■ ФРАГМЕНТ ИСТОЧНИКА:
----
Руководитель лейбла Айво Уоттс-Рассел обратился к юристам, управлявшим наследием Тима Бакли (его сын Джефф Бакли, будущая звезда гранжа, тогда еще не достиг совершеннолетия), за разрешением на использование песни в кино, то есть за синхронизацией, как сказали бы сейчас. И мотивировал тем, что это поможет вернуть внимание публики к творчеству забытого певца. Но адвокатам все это было совершенно безразлично, они тупо хотели 20 тысяч баксов, сумму по тем временам приличную.
У Линча, снимавшего в рамках довольно ограниченного бюджета, таких денег не нашлось, так что и от песни, и от сцены, где режиссер хотел снять поющую Элизабет Фрейзер, пришлось отказаться. Но тогда Линч захотел сам создать то, что не смог получить от других, – собственную песню и собственную певицу. Вместе с Бадаламенти они нашли в одном из мюзиклов безвестную певичку по имени Джули Круз, написали для нее песню (Бадаламенти, само собой, музыку, Линч – слова) – она и прозвучала в финальных кадрах «Синего бархата».
Именно с этого и началось тесное и постоянное сотрудничество режиссера и композитора, который написал музыку практически ко всем последующим фильмам Линча и через несколько лет получил «Грэмми» за главную тему новаторского телесериала «Твин Пикс».
Теперь завораживающая, странно уютная и одновременно страшная до дрожи вселенная «Твин Пикс» неотделима для нас не только от музыки Анджело Бадаламенти, но и от призрачного голоса той самой Джули Круз, которую они нашли на съемках «Синего бархата». Джули поет несколько песен в знаменитом сериале, каждый раз появляясь в кадре, когда действие происходит в прокуренном клубе «Дом у дороги».
«Твин Пикс» (1990–1991), конечно, был пиком их совместной работы – первый телевизионный сериал, ставший подлинным произведением искусства и предтечей сегодняшнего сериального бума. Мне не забыть того впечатления, которое произвел сериал на меня самого и всех вокруг, когда его показали в 1993-м в прайм-тайм по Первому каналу, – как видите, бывали у нас и такие времена.
«Твин Пикс» вошел тогда в молодежный фольклор. Я своими глазами видел граффити на стенах МГУ типа «Челобанов убил Лору Палмер» (Сергей Челобанов – известный в 1990-х поп-певец и протеже А. Б. Пугачевой. – «Правила жизни»).
----
■ СПИСОК:
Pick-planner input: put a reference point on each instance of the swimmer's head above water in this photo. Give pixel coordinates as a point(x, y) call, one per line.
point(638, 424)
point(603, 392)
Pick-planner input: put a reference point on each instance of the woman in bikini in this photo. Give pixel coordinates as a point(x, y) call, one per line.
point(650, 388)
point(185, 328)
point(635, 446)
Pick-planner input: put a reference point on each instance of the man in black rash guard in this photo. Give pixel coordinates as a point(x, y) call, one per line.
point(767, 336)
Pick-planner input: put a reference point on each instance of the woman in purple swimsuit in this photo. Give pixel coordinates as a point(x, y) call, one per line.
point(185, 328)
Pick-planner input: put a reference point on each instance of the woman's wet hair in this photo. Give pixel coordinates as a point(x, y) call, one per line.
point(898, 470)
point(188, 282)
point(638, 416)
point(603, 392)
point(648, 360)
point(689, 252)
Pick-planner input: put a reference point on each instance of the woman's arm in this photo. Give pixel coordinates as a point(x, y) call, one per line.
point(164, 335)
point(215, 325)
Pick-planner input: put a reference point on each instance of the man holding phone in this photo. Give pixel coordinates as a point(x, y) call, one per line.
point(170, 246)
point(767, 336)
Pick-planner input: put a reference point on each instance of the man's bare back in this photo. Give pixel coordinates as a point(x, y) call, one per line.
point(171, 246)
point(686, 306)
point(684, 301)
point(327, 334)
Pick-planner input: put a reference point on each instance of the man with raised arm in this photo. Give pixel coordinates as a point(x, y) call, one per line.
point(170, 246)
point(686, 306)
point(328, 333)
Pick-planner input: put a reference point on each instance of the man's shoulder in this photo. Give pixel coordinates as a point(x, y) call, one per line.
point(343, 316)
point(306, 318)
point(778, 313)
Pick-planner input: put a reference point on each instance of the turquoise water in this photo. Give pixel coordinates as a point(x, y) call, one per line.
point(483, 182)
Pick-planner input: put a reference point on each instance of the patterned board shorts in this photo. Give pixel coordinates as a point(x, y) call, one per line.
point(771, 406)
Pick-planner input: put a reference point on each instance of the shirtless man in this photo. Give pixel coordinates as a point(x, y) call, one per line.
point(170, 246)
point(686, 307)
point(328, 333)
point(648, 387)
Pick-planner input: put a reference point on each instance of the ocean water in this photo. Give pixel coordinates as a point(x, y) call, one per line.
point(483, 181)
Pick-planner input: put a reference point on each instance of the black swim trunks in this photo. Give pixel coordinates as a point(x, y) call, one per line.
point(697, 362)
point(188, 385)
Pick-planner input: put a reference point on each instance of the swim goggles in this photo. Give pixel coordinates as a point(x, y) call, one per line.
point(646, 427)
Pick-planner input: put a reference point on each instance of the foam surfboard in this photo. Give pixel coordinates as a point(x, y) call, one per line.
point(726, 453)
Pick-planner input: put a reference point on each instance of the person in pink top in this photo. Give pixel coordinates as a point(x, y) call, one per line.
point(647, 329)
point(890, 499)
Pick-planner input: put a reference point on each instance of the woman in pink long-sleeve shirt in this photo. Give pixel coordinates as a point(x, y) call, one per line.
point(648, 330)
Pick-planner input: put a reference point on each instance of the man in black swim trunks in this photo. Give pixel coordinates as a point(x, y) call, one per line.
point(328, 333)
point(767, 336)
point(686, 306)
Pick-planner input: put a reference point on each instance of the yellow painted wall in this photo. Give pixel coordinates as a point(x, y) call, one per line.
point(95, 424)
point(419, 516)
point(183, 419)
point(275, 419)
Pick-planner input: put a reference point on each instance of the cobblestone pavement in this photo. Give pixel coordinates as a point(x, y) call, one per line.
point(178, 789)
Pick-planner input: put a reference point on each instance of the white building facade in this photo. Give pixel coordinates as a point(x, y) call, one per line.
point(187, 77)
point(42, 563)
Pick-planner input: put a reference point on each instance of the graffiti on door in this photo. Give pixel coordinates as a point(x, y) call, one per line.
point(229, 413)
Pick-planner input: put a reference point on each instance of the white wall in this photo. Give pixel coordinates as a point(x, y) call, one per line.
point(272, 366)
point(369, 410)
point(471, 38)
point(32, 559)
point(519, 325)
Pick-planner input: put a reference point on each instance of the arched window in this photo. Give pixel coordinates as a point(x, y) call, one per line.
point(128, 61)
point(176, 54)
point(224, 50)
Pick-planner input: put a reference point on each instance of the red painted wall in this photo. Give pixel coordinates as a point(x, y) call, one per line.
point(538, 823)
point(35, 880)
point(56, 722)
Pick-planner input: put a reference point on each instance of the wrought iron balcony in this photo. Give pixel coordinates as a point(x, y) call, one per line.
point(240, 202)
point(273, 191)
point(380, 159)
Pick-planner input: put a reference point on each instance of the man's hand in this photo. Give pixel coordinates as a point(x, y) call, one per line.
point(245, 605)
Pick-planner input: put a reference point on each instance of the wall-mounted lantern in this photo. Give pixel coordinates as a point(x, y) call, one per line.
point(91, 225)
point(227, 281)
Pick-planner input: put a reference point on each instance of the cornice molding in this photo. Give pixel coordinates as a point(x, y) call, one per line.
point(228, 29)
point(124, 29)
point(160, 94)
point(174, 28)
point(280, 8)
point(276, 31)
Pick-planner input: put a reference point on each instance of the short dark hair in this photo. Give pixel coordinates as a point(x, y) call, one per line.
----
■ ЦЕЛЬ УПРАЖНЕНИЯ: На каком канале и в какое время показали «Твин Пикс» в 1993 году, согласно фрагменту источника?

■ РЕШЕНИЕ ЗАДАЧИ: На Первом канале, в прайм-тайм.